--- BEGIN ---

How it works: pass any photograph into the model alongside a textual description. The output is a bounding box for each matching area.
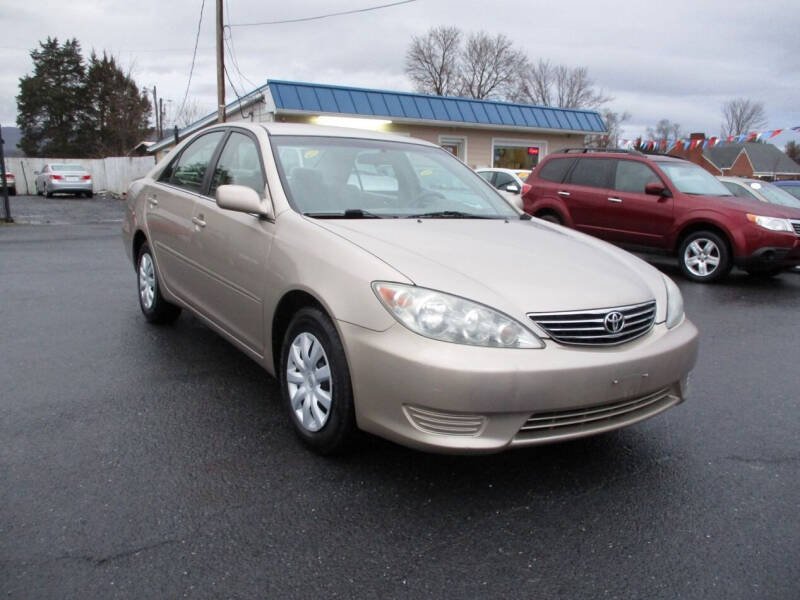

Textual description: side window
[614,160,661,194]
[569,158,613,188]
[209,131,267,198]
[539,158,575,183]
[494,171,517,190]
[722,181,758,200]
[169,131,225,193]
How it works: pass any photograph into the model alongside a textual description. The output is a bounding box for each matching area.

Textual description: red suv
[522,148,800,282]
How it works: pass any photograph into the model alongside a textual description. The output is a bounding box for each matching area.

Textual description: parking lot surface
[0,209,800,600]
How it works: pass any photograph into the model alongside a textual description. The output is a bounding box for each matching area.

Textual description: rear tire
[678,231,733,283]
[280,307,357,455]
[136,242,181,325]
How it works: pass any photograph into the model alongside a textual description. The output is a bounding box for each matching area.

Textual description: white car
[476,168,531,194]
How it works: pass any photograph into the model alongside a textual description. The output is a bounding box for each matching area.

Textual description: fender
[668,208,745,256]
[523,195,575,229]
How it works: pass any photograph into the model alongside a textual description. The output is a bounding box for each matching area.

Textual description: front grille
[528,300,656,346]
[403,405,486,435]
[516,387,680,441]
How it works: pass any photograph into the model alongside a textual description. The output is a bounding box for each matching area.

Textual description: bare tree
[513,59,612,109]
[722,98,767,136]
[585,109,631,148]
[647,119,683,140]
[783,140,800,165]
[459,31,528,98]
[405,26,461,96]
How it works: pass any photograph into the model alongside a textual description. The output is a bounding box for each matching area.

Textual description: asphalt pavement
[0,198,800,600]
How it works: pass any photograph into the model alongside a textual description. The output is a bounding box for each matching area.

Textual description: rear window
[539,158,575,183]
[569,158,613,188]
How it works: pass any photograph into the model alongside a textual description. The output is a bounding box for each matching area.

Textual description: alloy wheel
[139,253,156,310]
[286,332,333,432]
[683,238,722,277]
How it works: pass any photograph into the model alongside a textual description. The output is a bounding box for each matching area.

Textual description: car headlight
[372,281,544,348]
[747,213,794,233]
[661,273,683,329]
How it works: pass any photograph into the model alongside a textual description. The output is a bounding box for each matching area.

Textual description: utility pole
[153,86,161,139]
[0,127,14,223]
[217,0,225,123]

--- END ---

#### Your goal
List every line from the rows above that contains the word "window", copying each line in full.

#### Task solution
Textual description: side window
Textual description: rear window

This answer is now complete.